## Görev 1
Listede "Place a point on every instance of the bearded" ifadesini içeren satırdan başlayıp listenin sonuna kadar uzanan satırları, iki ucu da dahil ederek hiç değiştirmeden yeniden yazın.

## Kaynak metin
· · · · ·
Şanlıurfa Ceylanpınar’da 2 polisin şehit edildiği eylemle ilgili Fırat Haber Ajansı “Apocu Fedai Timi Suruç katliamına misilleme olarak bugün sabah 06.00 sularında Ceylanpınar’da DAİŞ çeteleriyle işbirliği içerisinde olan 2 polise karşı bir cezalandırma eylemi gerçekleştirmiştir” seklinde bir haber yaptı.

Güneydoğu’daki PKK’nın son durumunu polisin durumunu bir güzenlik uzmanına sordum. Yaptığı değerlendirmeleri aşağıda özetliyorum.

Türk medyasında yer almadı ama bu açıklamadaki “fedai timi” vurgusu önemli bir kavram. Zira bu tam anlamıyla çözüm sürecinin bir ürünü. Süreçte Öcalan’ın -MİT’in Kandil’e götürdüğü mektuplardaki- talimatlarıyla PKK YDGH yapılanması adı altında yapılanma kurdu. Özünde PKK’nın gençlik yapılanması olarak bilinen bu yapılanmalar çözüm sürecinde “timler” şeklinde yapılandı. AKP barış türküleriyle Türk halkını uyuturken PKK kurduğu timlere kırsal alanda eğitim verip tekrar şehre gönderildi.

Hatırlayın, daha önce de Diyarbakır’da şehit edilen 2 polis ve pazarda alış veriş yaparken şehit edilen astsubaya yönelik eylemler de YDGH yapılanması içerisindeki timler tarafından gerçekleştirilmişti. O iki polise de Astsubay’a da Ceylanpınar’daki polislere de yapılan saldırı tarzı aynı.
· · · · ·
## Listelenen kayıtlar
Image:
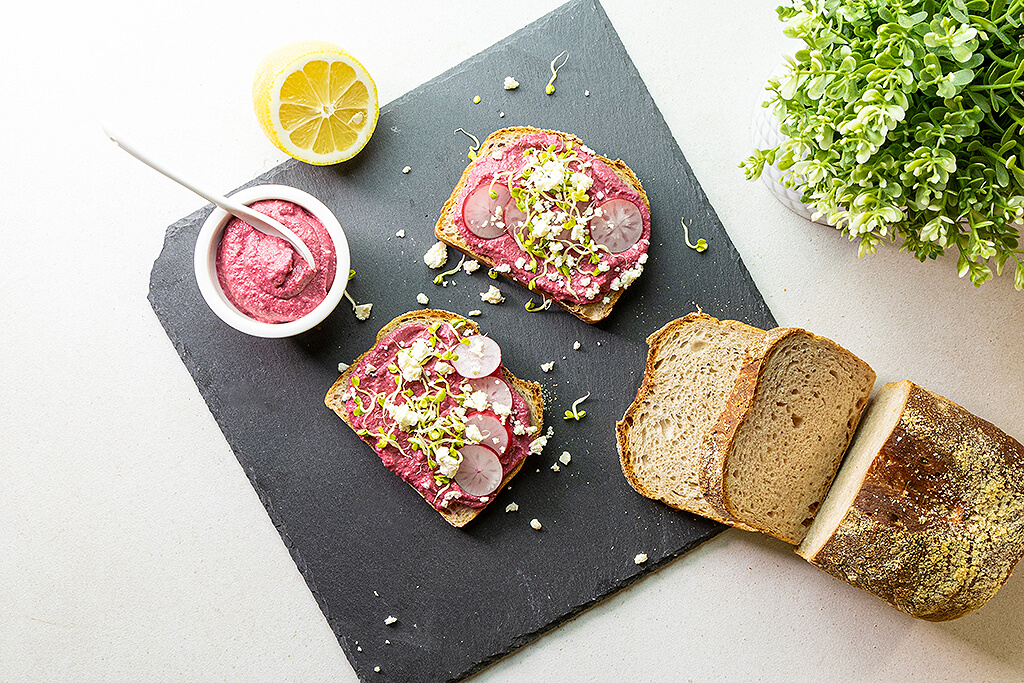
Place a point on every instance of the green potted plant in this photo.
(902, 120)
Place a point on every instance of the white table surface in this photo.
(132, 547)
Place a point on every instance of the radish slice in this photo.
(498, 391)
(496, 434)
(479, 358)
(514, 218)
(482, 215)
(619, 226)
(480, 471)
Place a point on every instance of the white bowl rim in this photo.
(205, 263)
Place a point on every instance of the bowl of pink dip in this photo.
(258, 284)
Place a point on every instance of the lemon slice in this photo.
(315, 101)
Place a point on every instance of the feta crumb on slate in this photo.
(436, 255)
(493, 295)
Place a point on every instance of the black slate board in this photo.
(367, 545)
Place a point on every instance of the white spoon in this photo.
(260, 221)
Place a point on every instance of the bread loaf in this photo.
(692, 364)
(928, 511)
(769, 460)
(590, 310)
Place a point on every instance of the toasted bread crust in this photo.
(457, 514)
(448, 231)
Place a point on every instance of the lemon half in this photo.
(315, 101)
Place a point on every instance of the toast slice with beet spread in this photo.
(427, 351)
(567, 213)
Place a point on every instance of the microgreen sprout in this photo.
(439, 280)
(574, 413)
(531, 307)
(476, 142)
(699, 246)
(564, 56)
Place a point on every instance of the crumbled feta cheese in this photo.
(477, 400)
(448, 461)
(493, 295)
(436, 255)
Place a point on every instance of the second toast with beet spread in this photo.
(548, 212)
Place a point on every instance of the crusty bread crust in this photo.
(448, 231)
(629, 457)
(937, 524)
(457, 514)
(719, 445)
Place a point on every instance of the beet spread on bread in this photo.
(548, 212)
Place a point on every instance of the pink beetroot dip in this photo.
(264, 276)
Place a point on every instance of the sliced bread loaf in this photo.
(928, 512)
(780, 438)
(692, 364)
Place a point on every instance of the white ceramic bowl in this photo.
(206, 263)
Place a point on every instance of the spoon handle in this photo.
(254, 218)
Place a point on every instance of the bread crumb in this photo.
(436, 256)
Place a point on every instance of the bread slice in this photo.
(448, 231)
(456, 514)
(928, 511)
(794, 409)
(692, 365)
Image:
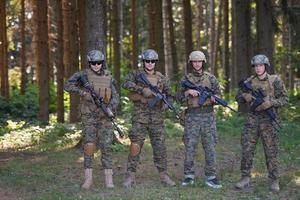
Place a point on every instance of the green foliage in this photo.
(20, 106)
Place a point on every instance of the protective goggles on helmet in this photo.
(150, 61)
(96, 62)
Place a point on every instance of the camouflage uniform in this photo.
(199, 122)
(96, 127)
(146, 120)
(259, 125)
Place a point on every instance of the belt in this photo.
(202, 109)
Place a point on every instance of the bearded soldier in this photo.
(97, 129)
(146, 119)
(199, 121)
(259, 124)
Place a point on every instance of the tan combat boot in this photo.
(108, 178)
(88, 178)
(165, 179)
(243, 183)
(129, 180)
(274, 186)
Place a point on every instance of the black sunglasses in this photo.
· · · · ·
## Görev 2
Kaynak metne göre Ceylanpınar'daki eylemde kaç polis şehit edildi?

## Çözüm 1
Place a point on every instance of the bearded soldier in this photo.
(97, 129)
(146, 119)
(199, 121)
(259, 124)
Place a point on every instance of the tan combat boot in this photo.
(108, 178)
(88, 178)
(165, 179)
(243, 183)
(129, 180)
(274, 186)
Place a point on every instance of the black sunglasses in this photo.

## Çözüm 2
İki polis şehit edildi.